DOCUMENT EXTRACT →
CST is used to achieve atomic modification of storage that is shared between multiple processors. The sampled value is pushed onto the stack to be tested against the old value. If they are equal the store was successful in updating the designated word.
IN OB 1
Input operation. [S]←([S]+AlphaZ)^; bypasses cache. Details to be supplied.
LIP OB 1
Load from Internal Processor register. [S+1]←PReg[Alpha]; S←S+1.
LIP reads data from the EU or IFU register indicated by the Alpha byte to the stack. Register assignments are given by DragOpsCross.ProcessorRegister.
OUT OB 1
Output operation. ([S]+AlphaZ)^←[S-1]; S←S-2; bypasses cache. Details to be supplied.
PIN ODB 1
Pbus Input operation. [S]←PBus[Alpha,[S+BetaZ]]. Details to be supplied. An instruction trap occurs if this instruction is executed in user mode.
POUT ODB 1
Pbus Output operation. [S]←PBus[Alpha,[S+BetaZ]]; S←S-1. Details to be supplied. An instruction trap occurs if this instruction is executed in user mode.
SIP OB 1
Store to Internal Processor register. PReg[Alpha]←[S]; S←S-1.
LIP stores a word from the top of stack into a designated EU or IFU register. Register assignments are given by DragOpsCross.ProcessorRegister. An instruction trap occurs if this instruction is executed in user mode.
Timing estimates
This section gives approximate minimal instruction times for Dragon. Simulation results indicate an estimate of 2 cycles per instruction is a reasonable guess for average time.
cyclesoperation
8CST
5  conditional jump incorrectly predicted
5SFCI, SFC, SJ
4SIP
3  2,3,5 byte Xops
3KFC, RETK
2  1 byte Xops
2  conditional jump correctly predicted to jump
2JB, JDB, DJ, RET, RETN, LFC, DFC
1  conditional jump correctly predicted to continue
1  all others
Using the results of a cache fetch on the next EU cycle will introduce a 1 cycle delay.
Executing a word-boundary spanning instruction when the instruction buffer is empty (for example, jumping to an instruction that spans a word boundary) will introduce a 1 cycle delay.
Returns are delayed until previous calls or returns have completed (3 cycles from start of previous call or return).
There are additional delays due to the fetch-ahead of the instruction buffer. At the start of every IFU cycle a fetch-ahead is performed if the bus is not busy from the previous use of the IFU cache. This may cause the bus to be busy when there is a cache miss, but otherwise does not add cycles. For straight line code the instruction buffer can usually keep up with cache misses.
When the Field register is set by an FSDB or SIP Field instruction, there will be a delay if there is an attempt to perform an RFU instruction in the next two cycles. This is to allow the Field contents time to reach the shadow register in the EU.
For the EU cache, assume 6 cycles for writing a dirty victim, 6 cycles for a quad read, and 6 cycles for a map miss. These will take more time, of course, when there is contention by other processors.
Calls and Returns
This section gives tentative information about the strategy used for procedure calls and returns on Dragon.

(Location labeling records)
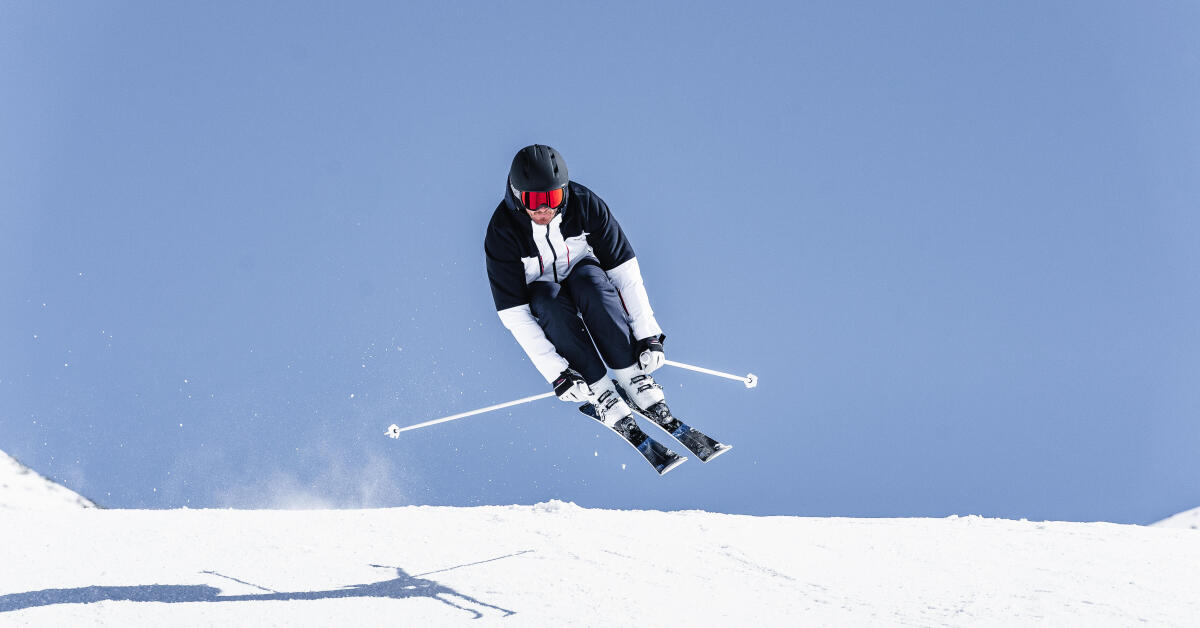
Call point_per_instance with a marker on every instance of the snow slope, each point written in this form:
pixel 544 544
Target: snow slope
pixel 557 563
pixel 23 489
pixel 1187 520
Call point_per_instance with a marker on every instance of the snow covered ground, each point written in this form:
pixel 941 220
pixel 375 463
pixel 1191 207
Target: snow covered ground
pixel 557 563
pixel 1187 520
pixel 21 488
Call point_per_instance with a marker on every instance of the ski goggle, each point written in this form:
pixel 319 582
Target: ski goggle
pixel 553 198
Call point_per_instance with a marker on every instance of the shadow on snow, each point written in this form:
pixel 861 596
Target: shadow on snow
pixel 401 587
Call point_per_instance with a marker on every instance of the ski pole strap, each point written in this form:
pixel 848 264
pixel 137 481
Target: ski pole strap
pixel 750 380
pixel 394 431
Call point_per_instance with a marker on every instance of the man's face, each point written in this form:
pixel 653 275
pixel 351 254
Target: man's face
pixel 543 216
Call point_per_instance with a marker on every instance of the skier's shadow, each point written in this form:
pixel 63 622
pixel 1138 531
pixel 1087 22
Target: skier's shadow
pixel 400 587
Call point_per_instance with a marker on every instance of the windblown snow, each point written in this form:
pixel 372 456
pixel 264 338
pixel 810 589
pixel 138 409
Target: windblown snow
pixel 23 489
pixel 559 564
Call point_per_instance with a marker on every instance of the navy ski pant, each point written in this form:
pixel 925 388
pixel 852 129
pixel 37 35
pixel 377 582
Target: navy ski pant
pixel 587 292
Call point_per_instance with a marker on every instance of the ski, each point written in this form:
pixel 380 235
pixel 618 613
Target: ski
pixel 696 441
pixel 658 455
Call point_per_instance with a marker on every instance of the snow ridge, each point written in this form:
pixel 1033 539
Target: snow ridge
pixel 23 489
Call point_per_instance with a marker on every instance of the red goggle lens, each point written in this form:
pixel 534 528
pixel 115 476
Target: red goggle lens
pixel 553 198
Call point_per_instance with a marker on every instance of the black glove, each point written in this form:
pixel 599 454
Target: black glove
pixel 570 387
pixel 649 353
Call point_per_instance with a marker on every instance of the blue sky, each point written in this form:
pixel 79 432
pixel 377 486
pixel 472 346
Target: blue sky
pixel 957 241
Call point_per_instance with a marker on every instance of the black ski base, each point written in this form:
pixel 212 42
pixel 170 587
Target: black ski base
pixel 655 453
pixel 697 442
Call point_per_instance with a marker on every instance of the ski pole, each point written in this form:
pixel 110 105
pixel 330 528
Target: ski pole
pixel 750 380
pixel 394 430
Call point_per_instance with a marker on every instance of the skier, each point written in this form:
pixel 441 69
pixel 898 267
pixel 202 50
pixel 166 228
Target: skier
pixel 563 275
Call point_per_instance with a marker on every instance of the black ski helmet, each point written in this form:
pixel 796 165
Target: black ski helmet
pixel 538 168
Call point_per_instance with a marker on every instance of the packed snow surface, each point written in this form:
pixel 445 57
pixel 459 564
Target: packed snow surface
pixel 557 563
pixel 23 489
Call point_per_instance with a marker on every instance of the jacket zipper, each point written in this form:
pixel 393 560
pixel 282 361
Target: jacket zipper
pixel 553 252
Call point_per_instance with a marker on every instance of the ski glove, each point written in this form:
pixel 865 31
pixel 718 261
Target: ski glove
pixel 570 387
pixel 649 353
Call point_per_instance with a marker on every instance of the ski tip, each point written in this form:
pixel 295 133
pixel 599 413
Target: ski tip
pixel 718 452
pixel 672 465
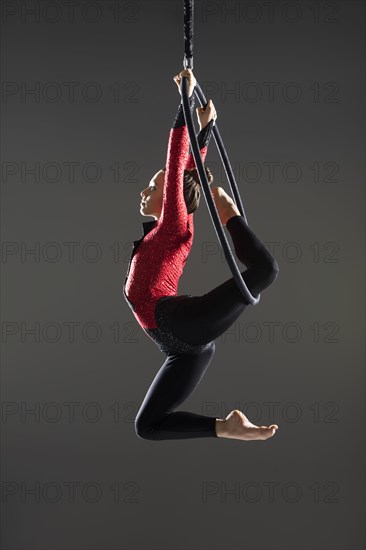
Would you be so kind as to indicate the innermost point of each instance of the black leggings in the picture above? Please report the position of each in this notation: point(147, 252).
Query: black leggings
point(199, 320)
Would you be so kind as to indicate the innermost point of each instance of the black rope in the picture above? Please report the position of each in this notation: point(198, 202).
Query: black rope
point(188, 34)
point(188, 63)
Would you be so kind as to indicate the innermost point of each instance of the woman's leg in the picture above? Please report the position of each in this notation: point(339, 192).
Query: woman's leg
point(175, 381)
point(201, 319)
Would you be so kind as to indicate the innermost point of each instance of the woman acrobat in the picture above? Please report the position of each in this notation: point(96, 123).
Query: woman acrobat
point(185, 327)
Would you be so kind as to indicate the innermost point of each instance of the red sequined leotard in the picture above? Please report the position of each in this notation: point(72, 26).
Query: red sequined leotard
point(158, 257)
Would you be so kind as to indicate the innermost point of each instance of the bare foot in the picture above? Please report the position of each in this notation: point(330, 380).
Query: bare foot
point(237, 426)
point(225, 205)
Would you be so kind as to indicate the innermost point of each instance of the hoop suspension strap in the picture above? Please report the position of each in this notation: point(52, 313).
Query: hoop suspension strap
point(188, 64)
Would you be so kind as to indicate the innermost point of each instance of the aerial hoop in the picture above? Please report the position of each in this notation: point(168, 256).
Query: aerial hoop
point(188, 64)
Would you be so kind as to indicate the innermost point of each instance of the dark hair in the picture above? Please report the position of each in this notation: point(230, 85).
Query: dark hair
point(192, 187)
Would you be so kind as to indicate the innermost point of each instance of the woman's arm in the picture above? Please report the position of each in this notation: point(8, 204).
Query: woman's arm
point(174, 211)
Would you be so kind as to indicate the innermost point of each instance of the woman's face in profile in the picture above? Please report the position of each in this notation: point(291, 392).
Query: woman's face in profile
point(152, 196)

SET OF TASKS →
**1.** What average time per instruction do simulation results suggest, according to the Dragon instruction text?
**2.** Reproduce the records from the line with "notation: point(291, 392)." through the end of the records, raising every coordinate in the answers by 27.

TASK ANSWERS →
**1.** About 2 cycles per instruction.

**2.**
Would you be so kind as to indicate the innermost point of each instance of the woman's face in profile in the picture above? Please report the position of each in this notation: point(291, 392).
Query: woman's face in profile
point(179, 223)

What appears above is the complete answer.